Le Hang Seng avance de 2.55% soutenu principalement par les valeurs immobilières, Country Garden ayant obtenu l’accord des détenteurs d’obligations pour repousser certaines échéances de la dette, évitant ainsi un défaut de paiement potentiel. Le titre explose à Hong Kong, c’est que du bonheur. Shanghai progresse de 1% et le Japon est en hausse de 0.58%. L’or est à 1971$ et le Bitcoin est à 26’000$ en attendant son prochain « dead cat bounce » à la hausse. Mais le plus intéressant, c’est le pétrole.

En cette période où le mot inflation est devenu le truc à la mode pour briller en société, le prix du baril est un composant indissociable de ladite inflation. Sauf que l’on a trouvé un moyen de séparer le pétrole du reste pour pas que « ça dérange ». Donc quand on publie les chiffres de l’inflation, on regarde surtout ceux où y a pas le pétrole dedans, ça fait moins mal. Toujours est-il que ceux qui n’ont pas la « chance » d’avoir une Tesla ou tout autre sèche-cheveux électrique, chaque fois que vous allez à la pompe, vous sentez quand même bien la différence. Et c’est pas certain que ça soit terminé.

Si vous regardez un graphique tout bête du baril, vous verrez que là où il se trouve ce matin, l’or noir à cassé toutes les résistances et est en route pour les 93$. Sans oublier le croisement des moyennes mobiles des 50 et 200 jours qui nous offrent une magnifique Golden Cross. À ce rythme-là et à la vitesse où les taxes augmentent sur l’essence, on va vite se retrouver à 3 balles le litre, ce qui tombera pile-poil avec les 9% d’augmentation des primes d’assurances maladie. Mais chuuttttt, faut pas déranger, le gouvernement travaille. Bref, surveillez quand même le baril qui se prépare un décollage magistral.

Graphique du pétrole (WTI) – Source : Tradingview.com

Nouvelles du jour

Vu que les Ricains sont fermés, c’est très maigre en termes de news, mais on notera quand même que les Chinois sont en train de profiter des sanctions contre la Russie pour développer un système monétaire alternatif au dollar et soutiennent massivement les banques russes. Il y a aussi Aramco qui serait en train d’envisager une nouvelle offre secondaire d’actions représentant 50 milliards de dollars. Ce qui serait la plus grosse offre d’actions de l’histoire. IPO y compris. En gros, tous les moyens sont bons pour récupérer du cash et pour développer la région avec des projets immobiliers pharaoniques.

Autrement on notera que BMW et Mercedes se lancent à fond à la poursuite de Tesla en sortant de nouvelles gammes de voitures électriques, LVMH n’est plus la plus grosse capitalisation européenne depuis vendredi et c’est Novo Nordisk qui reprend le flambeau. Et puis autrement on parle toujours beaucoup du marché immobilier américain qui est complètement figé parce que les taux sont trop hauts et que plus personne n’ose vendre de peur de ne pas pouvoir racheter avec des taux à 30 ans à plus de 7.2%. Mais là aussi, tout le monde s’en fout, comme du niveau de la dette et de la baisse de motivation du consommateur, le seul truc important c’est que la FED ne monte plus les taux et puis c’est tout. Le Soft Landing, le Hard Landing, la récession ou la stagflation, on en parlera le moment venu. On va déjà survivre au mois de septembre.

==========

Questions de compréhension:
1) D'après le texte fourni, quelle entreprise a pris à LVMH la place de plus grosse capitalisation européenne ?
2) Les affirmations suivantes concordent-elles avec le texte fourni ? Répondez par oui ou non pour chacune, en citant les mots décisifs du texte. (a) La bourse de Shanghai progresse de 1 %. (b) Le baril de pétrole est en route pour les 100 $. (c) Aramco envisagerait une offre secondaire d'actions de 50 milliards de dollars.

==========

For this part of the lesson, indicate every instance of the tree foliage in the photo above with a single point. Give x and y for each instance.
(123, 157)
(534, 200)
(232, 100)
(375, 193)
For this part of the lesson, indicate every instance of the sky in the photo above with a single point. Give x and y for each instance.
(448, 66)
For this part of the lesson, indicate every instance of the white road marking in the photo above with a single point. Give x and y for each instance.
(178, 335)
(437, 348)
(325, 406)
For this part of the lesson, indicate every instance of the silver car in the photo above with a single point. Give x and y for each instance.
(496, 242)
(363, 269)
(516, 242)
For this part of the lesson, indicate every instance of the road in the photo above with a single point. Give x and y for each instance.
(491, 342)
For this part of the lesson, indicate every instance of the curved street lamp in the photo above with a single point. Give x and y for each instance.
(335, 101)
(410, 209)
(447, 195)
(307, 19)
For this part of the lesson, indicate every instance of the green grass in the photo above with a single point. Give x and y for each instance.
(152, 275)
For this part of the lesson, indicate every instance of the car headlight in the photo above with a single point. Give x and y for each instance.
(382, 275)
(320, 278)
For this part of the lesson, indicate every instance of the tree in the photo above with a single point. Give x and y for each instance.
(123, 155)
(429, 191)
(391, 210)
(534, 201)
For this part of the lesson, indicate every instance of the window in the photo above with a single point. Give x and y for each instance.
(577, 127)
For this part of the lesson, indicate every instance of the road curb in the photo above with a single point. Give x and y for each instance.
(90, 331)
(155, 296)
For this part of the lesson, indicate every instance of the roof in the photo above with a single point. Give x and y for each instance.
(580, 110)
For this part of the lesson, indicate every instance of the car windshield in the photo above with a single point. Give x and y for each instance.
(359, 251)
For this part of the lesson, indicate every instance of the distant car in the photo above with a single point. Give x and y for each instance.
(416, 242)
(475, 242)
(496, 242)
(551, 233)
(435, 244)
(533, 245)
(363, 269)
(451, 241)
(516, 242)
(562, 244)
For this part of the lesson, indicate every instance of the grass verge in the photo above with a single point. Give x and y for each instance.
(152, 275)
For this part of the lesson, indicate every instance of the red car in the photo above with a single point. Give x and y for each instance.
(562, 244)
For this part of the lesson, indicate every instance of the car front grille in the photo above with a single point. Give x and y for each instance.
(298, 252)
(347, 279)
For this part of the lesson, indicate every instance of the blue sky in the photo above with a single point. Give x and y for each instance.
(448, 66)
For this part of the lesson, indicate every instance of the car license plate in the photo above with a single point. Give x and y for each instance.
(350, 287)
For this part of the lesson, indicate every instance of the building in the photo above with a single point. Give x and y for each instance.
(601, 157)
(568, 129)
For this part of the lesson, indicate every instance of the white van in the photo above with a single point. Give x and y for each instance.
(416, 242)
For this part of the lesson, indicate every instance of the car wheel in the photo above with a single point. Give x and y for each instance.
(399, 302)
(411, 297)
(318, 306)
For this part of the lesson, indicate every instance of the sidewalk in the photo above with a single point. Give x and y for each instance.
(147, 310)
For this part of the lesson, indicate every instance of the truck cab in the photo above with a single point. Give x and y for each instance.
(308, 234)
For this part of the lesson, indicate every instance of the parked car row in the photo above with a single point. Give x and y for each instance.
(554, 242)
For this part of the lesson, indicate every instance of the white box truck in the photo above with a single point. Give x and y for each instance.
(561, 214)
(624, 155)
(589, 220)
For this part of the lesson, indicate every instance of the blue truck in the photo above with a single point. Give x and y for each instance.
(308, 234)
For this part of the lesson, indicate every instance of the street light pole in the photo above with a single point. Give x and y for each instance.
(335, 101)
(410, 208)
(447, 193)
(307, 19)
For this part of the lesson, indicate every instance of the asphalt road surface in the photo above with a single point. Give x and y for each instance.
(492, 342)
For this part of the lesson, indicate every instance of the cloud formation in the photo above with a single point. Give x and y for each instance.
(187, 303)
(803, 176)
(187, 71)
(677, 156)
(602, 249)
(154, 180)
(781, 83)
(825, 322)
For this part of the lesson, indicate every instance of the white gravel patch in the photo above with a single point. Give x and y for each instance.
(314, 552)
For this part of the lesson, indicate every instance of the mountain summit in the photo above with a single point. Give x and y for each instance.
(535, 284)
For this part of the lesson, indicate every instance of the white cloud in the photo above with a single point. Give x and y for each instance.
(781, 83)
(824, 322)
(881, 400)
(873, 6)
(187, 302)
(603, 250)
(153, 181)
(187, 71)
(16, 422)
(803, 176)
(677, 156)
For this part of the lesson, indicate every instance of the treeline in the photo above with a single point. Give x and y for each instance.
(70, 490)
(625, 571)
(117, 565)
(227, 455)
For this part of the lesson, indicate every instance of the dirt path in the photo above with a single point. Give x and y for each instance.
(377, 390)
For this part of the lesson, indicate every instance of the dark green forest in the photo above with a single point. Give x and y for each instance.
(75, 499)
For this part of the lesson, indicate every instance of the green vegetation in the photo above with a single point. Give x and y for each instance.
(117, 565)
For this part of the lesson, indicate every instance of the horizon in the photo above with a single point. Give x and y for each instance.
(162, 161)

==========

Résultats attendus:
1) Novo Nordisk.

2)
(a) Oui : « Shanghai progresse de 1% ».
(b) Non : « est en route pour les 93$ ».
(c) Oui : « une nouvelle offre secondaire d’actions représentant 50 milliards de dollars ».